== SOURCE ==
============================================================
The words had appeared about a thousand years earlier in a song written by a king. The details of the song are remarkably similar to the suffering the young man endured. It said, “All who see me mock me; they hurl insults, shaking their heads …. They have pierced my hands and my feet…. They divide my garments among them and cast lots for my clothing.”{2}
Historians record precisely this behavior during the young man’s execution.{3} It was as if a divine drama were unfolding as the man slipped into death.
Researchers have uncovered more than 300 predictions or prophesies literally fulfilled in the life and death of this unique individual. Many of these statements written hundreds of years before his birth-were beyond his human control. One correctly foretold the place of his birth. {4} Another said he would be born of a virgin. {5} He would be preceded by a messenger who would prepare the way for his work, {6} He would enter the capital city as a king but riding on a donkeys back {7} He would be betrayed for thirty pieces of Silver, {8} pierced, {9} executed among thieves, {10} and yet, though wounded, {11} he would suffer no broken bones.{12}
Peter Stoner, a California mathematics professor, calculated the chance probability of just eight of these 300 prophecies coming true in one person. Using conservative estimates, Stoner concluded that the probability is 1 in 10 to the 17th power that those eight could be fulfilled by a fluke.
He says 1017silver dollars would cover the state of Texas two feet deep. Mark one coin with red fingernail polish. Stir the whole batch thoroughly. What chance would a blindfolded person have of picking the marked coin on the first try? One in 1017, the same chance that just eight of the 300 prophecies “just happened” to come true in this man, Jesus. {13}
In his dying cry from the cross Jesus reminded His hearers that His life and death precisely fulfilled God’s previously stated plan. According to the biblical perspective, at the moment of death Jesus experienced the equivalent of eternal separation from God in our place so that we might be forgiven and find new life.
He took the penalty due for all the crime, injustice, evil, sin, and shortcomings of the world-including yours and mine.
Though sinless Himself, He likely felt guilty and abandoned. Then-again in fulfillment of prophecy{14} and contrary to natural law-He came back to life. As somewhat of a skeptic I investigated the evidence for Christ’s resurrection and found it to be one of the best-attested facts in history. {15} To the seeker Jesus Christ offers true inner peace, forgiveness, purpose, and strength for contented living.

SO WHAT?

“OK, great,” you might say, “but what hope does this give the crime or divorce victim, the hungry and bleeding refugee, the citizen paralyzed by a world gone bad?” Will Jesus prevent every crime, reconcile every troubled marriage, restore every refugee, stop every war? No. God has given us free will. Suffering–even unjust suffering–is a necessary consequence of sin.
Sometimes God does intervene to change circumstances. (I’m glad my assailant became nervous and left.) Other times God gives those who believe in Him strength to endure and confidence that He will see them through. In the process, believers mature.
============================================================
== WHAT THIS TASK INVOLVES ==
Can you write what follows the last sentence of the passage on Jesus and fulfilled prophecy? The material that comes next has no connection to the passage on Jesus and fulfilled prophecy.
============================================================
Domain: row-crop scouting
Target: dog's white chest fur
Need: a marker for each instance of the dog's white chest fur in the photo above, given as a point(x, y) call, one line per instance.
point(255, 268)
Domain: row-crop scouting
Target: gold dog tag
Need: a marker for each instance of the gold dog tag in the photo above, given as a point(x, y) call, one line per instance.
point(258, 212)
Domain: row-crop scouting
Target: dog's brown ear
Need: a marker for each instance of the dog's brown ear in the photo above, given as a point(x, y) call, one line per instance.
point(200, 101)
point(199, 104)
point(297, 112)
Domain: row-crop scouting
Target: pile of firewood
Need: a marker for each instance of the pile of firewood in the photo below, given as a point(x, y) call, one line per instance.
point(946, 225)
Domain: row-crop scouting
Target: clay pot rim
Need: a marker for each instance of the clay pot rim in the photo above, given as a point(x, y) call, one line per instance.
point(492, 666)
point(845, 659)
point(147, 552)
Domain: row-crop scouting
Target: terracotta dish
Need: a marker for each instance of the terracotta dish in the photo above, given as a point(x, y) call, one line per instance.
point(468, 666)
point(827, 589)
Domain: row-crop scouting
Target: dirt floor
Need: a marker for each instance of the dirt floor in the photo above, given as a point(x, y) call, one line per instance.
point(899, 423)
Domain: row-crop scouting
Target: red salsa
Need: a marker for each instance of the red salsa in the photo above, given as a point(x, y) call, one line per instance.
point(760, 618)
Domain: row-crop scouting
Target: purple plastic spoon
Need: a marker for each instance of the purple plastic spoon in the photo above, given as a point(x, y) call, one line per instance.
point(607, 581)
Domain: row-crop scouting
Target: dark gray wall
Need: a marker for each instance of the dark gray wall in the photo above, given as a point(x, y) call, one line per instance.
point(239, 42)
============================================================
== ANSWER TO THIS EXERCISE ==
Most significantly we can hope in what He has told us about the future. Seeing how God has fulfilled prophecies in the past gives us confidence to believe those not yet fulfilled. Jesus promises eternal life to all who trust Him for it: “Whoever hears my word and believes him who sent me has eternal life and will not be condemned; he has crossed over from death to life.”{16}
He promised He would return to rescue people from this dying planet.{17}
He will judge all evil.{18}
Finally justice will prevail. Those who have chosen to place their faith in Him will know true joy: “He shall wipe away every tear from their eyes; and there shall no longer be any death; there shall no longer be any mourning, or crying, or pain.”{19}
Does God intend that we ignore temporal evil and mentally float off into unrealistic ethereal bliss? Nor at all. God is in the business of working through people to turn hearts to Him, resolve conflicts, make peace. After my assailant went to prison, I felt motivated to tell him that I forgave him because of Christ. He apologized, saying he, too, has now come to believe in Jesus.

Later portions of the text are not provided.